Items from a data source:
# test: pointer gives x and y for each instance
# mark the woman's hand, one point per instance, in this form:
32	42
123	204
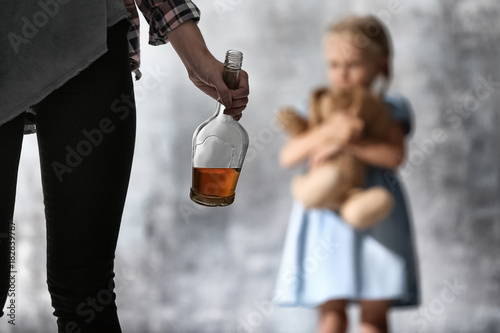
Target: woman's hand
205	71
325	152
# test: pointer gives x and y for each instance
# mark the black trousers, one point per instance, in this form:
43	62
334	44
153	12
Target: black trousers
86	136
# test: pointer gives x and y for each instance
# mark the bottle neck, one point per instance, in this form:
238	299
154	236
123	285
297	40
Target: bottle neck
231	77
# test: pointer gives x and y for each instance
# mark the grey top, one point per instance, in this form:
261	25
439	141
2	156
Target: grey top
47	43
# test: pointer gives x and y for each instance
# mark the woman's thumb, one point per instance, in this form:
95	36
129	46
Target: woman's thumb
224	93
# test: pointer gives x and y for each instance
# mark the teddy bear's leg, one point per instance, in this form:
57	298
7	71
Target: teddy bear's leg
313	190
365	208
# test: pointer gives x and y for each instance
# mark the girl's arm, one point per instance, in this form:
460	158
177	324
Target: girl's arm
337	131
388	154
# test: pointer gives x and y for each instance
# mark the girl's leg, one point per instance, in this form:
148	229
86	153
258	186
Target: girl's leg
86	133
333	317
374	316
11	138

TO DO:
Every entry must be reproduced exactly, with the images left out.

ANSWER BOX:
# test: pointer gives x and y for each instance
# mark the woman's hand, one point per instance, in this form:
32	42
123	204
Target: woman's hand
205	71
325	152
# test: pointer gives x and y for each instance
# mark the black trousers, one point per instance, in this form:
43	62
334	44
153	12
Target: black trousers
86	136
# test: pointer gives x and y for each instance
# mark the bottle neck, one point per instance, in this form:
238	299
154	236
123	285
297	40
Target: bottle neck
231	77
# test: pointer gives x and y for each instance
# mark the grey top, one point per instance, in this form:
261	25
439	141
2	156
Target: grey top
47	43
# test: pointer gives x and y for each instance
# mark the woman's thumb, one point per instance, in this form:
95	36
129	46
Target: woman's thumb
224	93
# test: pointer gives x and y for each instance
# mark the teddy bear's leg, one point per instance, in this form:
57	298
7	71
Target: teddy bear's leg
313	190
365	208
# test: pointer gives x and y for each instance
# mark the girl's arm, one point per instance, in this form:
460	158
177	324
Target: girl's arm
337	131
388	154
# test: pointer gives x and y for each instance
# mark the girl's leg, one point per instance, in this form:
148	229
86	153
258	186
Target: girl's leg
86	133
333	317
374	316
11	138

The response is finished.